■ SOURCE PASSAGE
══════════════════════════════
His tips on interviewing have lasted with me for almost three decades: never ask a question that can be answered by “yes,” or “no:” never make a statement, only ask questions: except for your first and last questions, never have any written down: and others.
When he discussed news writing, he stressed the virtues of brevity and accuracy. Then he stated, “And never use the word ‘terrorist.’ One man’s terrorist is another’s freedom fighter.”
At the time, I rarely wrote news that would border on this issue, but the statement remained with me. Today, however, the word “terrorist” is bandied about with frequency: mostly in the wrong context.
In Iraq, a resistance is in full swing. The resistance is being conducted against an occupying force, therefore, every time the word “terrorist” is used by U.S. administration officials, or by Iraqi stooges, the word is in error.
Some news agencies have softened the word by calling the resistance an “insurgency.” Again, this is false. An insurgency is an uprising against a legal entity. The current Iraqi government is illegal and those in the real government have been murdered or are in prison. Therefore, the resistance fighters in Iraq are definitely not part of an insurgency.
Let’s look at occupied France of World War II. The resistance was trying to make things difficult for the German occupiers. After the war, they were considered heroes by the U.S. who, to this day, have not failed to consistently remind France that it was American troops who helped liberate the country as well.
If we use the same logic, how can the U.S. be considered liberators of Iraq? In reality, they are the same occupiers as were the Germans of France in World War II. The only difference is that Germany did not destroy as much of France as the U.S. has in Iraq.
Therefore, the Iraqi resistance fighters are the heroes. They are trying to oust an occupying force.
The U.S. media have things backwards because they use the same terminology as the administration. They mention the “bad guys” when discussing the resistance and most U.S. citizens have fallen in line. A simple method of portraying the truth is by merely reversing the words of “bad guys” to “good guys.” This 180-degree change would then be indicative of a more truthful look at current Iraq.
Iraq has been resisting since 1991, but it was not until U.S. troops were on its soil that the resistance took on its current form. The first Gulf War killed about 250,000 Iraqis, but the killing did not stop with the 1991 cease-fire. From March 1991 to March 2003, about two million Iraqis were given a premature grave because of the illegal embargo placed on it.
Most people do not remember the bogus “no-fly zones” set up by the U.S. During the embargo years, about 850 Iraqis were killed by the antics of U.S. pilots flying over Iraq, with a few thousand more injured.
During the those years, a few proclamations were floated to the Iraqi government. One, in particular, said that if Saddam Hussein signed the document, the embargo would be lifted and he would be re-packaged by the U.S. as a man of peace, similar to the transition of Col. Ghadaffi from a terrorist to a “good Arab.”
The document called for Iraq to hand over its oil production to the U.S. and allow a few huge U.S. military bases to be constructed in the country. Saddam and associates refused to sign. In mentioning this approach to him, as well as other occurrences in Iraq at the time, Saddam Hussein stated, “Iraq has been put in a situation in which it has to choose between sacrifice and slavery.”
══════════════════════════════
■ DATA
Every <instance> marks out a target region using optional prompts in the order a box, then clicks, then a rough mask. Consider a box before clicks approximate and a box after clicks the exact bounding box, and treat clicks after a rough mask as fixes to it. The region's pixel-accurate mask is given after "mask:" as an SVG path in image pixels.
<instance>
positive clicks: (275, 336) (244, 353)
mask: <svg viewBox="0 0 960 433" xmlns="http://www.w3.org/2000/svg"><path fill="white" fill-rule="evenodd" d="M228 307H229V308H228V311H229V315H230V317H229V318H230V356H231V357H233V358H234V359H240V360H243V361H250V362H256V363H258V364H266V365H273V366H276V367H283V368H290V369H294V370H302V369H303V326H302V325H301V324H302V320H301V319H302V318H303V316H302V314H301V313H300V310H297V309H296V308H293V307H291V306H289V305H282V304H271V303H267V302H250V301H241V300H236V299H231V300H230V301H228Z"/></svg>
══════════════════════════════
■ INSTRUCTIONS
1. Answer these about the Iraq commentary:
(a) Which two virtues of news writing did the teacher stress?
(b) About how many Iraqis does it say the first Gulf War killed?
(c) What two things did the document offered to the Iraqi government call for?
2. Write the next paragraph of the Iraq commentary, following on from Saddam Hussein's remark about sacrifice and slavery.

■ RESPONSES PER TASK
1.
(a) Brevity and accuracy.
(b) About 250,000.
(c) That Iraq hand over its oil production to the U.S. and allow a few huge U.S. military bases to be built in the country.

2.
Today’s Iraq is in the same quandary. Some collaborators have chosen slavery. They do not realize that by cooperating with the U.S. occupier, the country’s fate has been sealed for decades.
The resistance has taken the sacrifice route. The members have sacrificed their own careers and family ties to ensure that Iraq does not fall into total slavery.
When Saddam Hussein stated that “the mother of all battles has begun” on January 17, 1991, he was ridiculed. He knew his military would not be able to fare well against the U.S., but it was a stance that someone had to take in fighting imperialism. He also knew that this was only the beginning of a long struggle that could last for years or decades.
From January 17, 1991, to April 9, 2003, Iraq resisted, but not in a way that was greatly visible. It lost many people with little loss of life for the opposition.
On April 8, 2003, the Iraqi Information Minister, Mohammed Sahaff was giving his daily report to the world. He was known as Baghdad Bob and held a worldwide audience because of his colorful statements in English and Arabic.
Sahaff was telling the audience how the U.S. troops were going to be bogged down in Iraq. One reporter shouted, “Look, the Americans are already in Baghdad.” Sahaff turned around to see a U.S. tank about 200 meters in the distance. He took the microphone and said:
Do not be hasty because your disappointments will be huge … You will reap nothing from this aggressive war, which you launched on Iraq, except for disgrace and defeat … We will embroil them, confuse them, and keep them in the quagmire … They cannot just enter a country of 26 million people and lay besiege to them. They are the ones who will find themselves under siege.
He walked away, never again to be seen in public.
For the next few months, websites sprung up laughing at Sahaff and his last statement in particular. T-shirts and coffee mugs were made mocking his statement.
Sahaff went to the U.S. authorities and they laughed at him, not taking him prisoner. This, in essence, was a statement meaning, “You’re not even worth capturing.”
A few months later, while being interviewed in the U.A.E., where he relocated, a reporter asked Sahaff about his last statement. At the time, the resistance was in its formative stages, but not as active as today. Sahaff refused to take back the statement and said, “Let history speak about this matter.”
Today, the resistance is solid and every day we read or hear about another plan to placate the Iraqis. Plans change, but the effectiveness of the resistance does not.
Today, when one looks back at Sahaff’s statement, nobody seems to be laughing anymore.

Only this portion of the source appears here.